Could you copy out the material below word for word, from the line with "Wildlife-survey tagging: tag each instance of the salad" through the line with "Wildlife-survey tagging: tag each instance of the blurred", including both of those lines?

____ Dataset

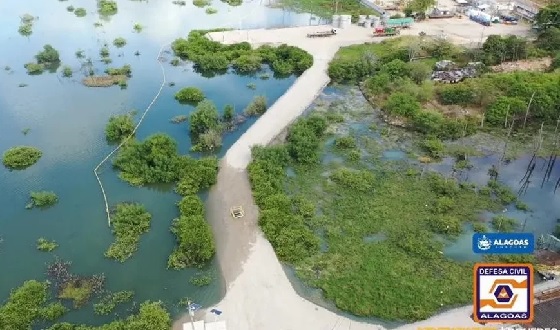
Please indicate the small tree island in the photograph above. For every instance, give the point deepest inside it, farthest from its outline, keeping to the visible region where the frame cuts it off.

________
____ Dataset

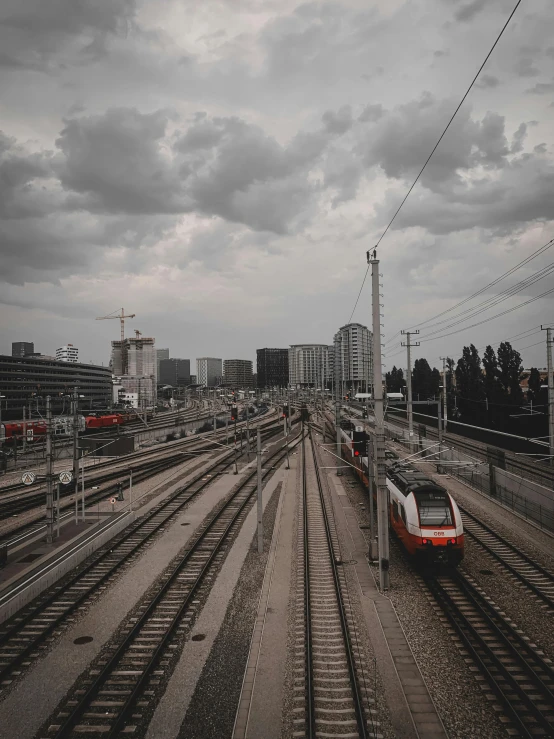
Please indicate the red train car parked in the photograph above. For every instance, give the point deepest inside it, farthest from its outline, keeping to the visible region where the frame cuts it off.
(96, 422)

________
____ Dataset

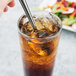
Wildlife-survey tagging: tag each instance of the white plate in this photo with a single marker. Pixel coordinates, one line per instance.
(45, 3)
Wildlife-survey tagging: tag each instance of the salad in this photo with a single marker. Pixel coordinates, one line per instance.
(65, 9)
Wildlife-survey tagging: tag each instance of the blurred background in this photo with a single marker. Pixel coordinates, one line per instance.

________

▶ [Expected answer]
Wildlife-survey tagging: tag each instance of the salad in this photo with a single marker. Pixel coordinates, one line per instance.
(65, 9)
Wildlife-survey tagging: tag each instance of the blurred background in this photo with a single marker. Pixel coordinates, one line per instance.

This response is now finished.